= ESTRATTO DEL DOCUMENTO =
□ □ □ □ □ □ □

Pare a volte che il tempo voli, che le giornate scorrano veloci e sempre tutte uguali.
Pare, pare e basta, perché in realtà l'esercizio quotidiano del buonumore mi ha fatto notare che dal 1° aprile, data di pubblicazione dell'ultima serendipity, di cose immortalate ce ne sono una marea. Mi sono ritrovata una cartella piena di foto di piccoli o grandi bei momenti da racchiudere in tante box.
Ho dovuto scegliere, tagliare, altrimenti per quando avrei finito di scrivere questo post, ci sarebbe stata un'altra serendipity da pubblicare.
Bando alle ciance quindi. Vado con la solita frase di rito e poi si parte! :-)

Benvenuti al nuovo appuntamento con la "Zonzolando's Serendipity Box", la scatola che serve a ricordare i piccoli grandi piaceri della vita cogliendo il meglio di ciò che ci offre.

Troppo spesso infatti le nostre giornate sono riempite di pensieri e preoccupazioni tendendo a dimenticare il bello che nella vita c'è (sempre!). Con questa scatola voglio immortalare, se non tutto, gran parte delle cose belle che riempiono la mia/nostra vita quotidiana (ma che potrebbe essere anche quella di tutti), dalle grandi alle piccole cose che ci rendono felici e, ancora meglio, sereni.

□ □ □ □ □ □ □

= RIGHE DI DATI =
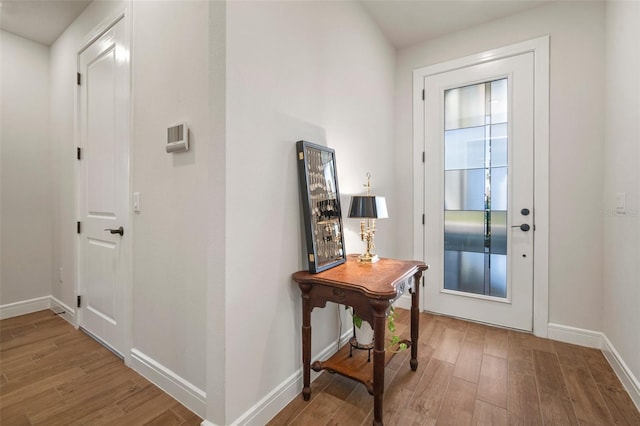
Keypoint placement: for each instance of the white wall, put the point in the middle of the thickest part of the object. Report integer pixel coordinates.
(63, 144)
(319, 71)
(576, 32)
(170, 84)
(26, 219)
(621, 290)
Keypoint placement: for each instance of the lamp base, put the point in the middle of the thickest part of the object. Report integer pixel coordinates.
(368, 258)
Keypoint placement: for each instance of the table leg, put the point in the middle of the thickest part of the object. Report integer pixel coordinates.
(415, 320)
(379, 322)
(306, 341)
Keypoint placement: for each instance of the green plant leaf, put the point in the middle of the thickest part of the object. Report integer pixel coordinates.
(357, 321)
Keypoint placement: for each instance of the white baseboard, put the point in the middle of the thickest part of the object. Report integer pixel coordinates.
(265, 409)
(575, 336)
(598, 340)
(629, 381)
(63, 310)
(184, 392)
(24, 307)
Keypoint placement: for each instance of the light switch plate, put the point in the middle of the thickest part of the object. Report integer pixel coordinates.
(621, 203)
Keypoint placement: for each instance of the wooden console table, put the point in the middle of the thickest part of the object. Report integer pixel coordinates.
(370, 288)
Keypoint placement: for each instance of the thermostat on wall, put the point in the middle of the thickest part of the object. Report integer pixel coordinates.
(178, 138)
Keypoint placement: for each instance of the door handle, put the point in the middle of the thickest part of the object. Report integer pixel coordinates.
(116, 231)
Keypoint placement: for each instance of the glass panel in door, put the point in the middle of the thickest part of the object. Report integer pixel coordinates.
(475, 189)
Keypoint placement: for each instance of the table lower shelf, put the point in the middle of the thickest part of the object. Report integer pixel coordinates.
(355, 367)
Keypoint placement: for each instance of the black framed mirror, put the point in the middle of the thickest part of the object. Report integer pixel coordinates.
(321, 206)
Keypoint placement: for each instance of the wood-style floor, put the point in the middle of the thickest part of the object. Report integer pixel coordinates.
(471, 374)
(52, 374)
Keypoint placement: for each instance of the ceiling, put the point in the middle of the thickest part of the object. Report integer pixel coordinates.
(42, 21)
(404, 22)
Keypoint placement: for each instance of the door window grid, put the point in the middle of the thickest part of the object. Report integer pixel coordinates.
(475, 188)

□ □ □ □ □ □ □

= ESERCIZI DA SVOLGERE =
a. Rispondi a queste domande sull'estratto del documento:
(i) In che data è stata pubblicata l'ultima serendipity?
(ii) Di che cosa era piena la cartella menzionata nel testo?
(iii) Come si chiama la scatola dell'appuntamento presentato?
b. Traduci in inglese questa frase dell'estratto del documento: "Ho dovuto scegliere, tagliare, altrimenti per quando avrei finito di scrivere questo post, ci sarebbe stata un'altra serendipity da pubblicare."
c. In base all'estratto del documento, spiega perché la scatola viene usata per immortalare le cose belle della vita quotidiana.

= SOLUZIONI DEGLI ESERCIZI =
a.
(i) Il 1° aprile.
(ii) Di foto di piccoli o grandi bei momenti.
(iii) "Zonzolando's Serendipity Box".

b. I had to choose, to cut, otherwise by the time I finished writing this post, there would have been another serendipity to publish.

c. Troppo spesso le nostre giornate sono piene di pensieri e preoccupazioni, e così tendiamo a dimenticare il bello che c'è nella vita. La scatola serve a ricordare i piccoli grandi piaceri, dalle grandi alle piccole cose che ci rendono felici e sereni.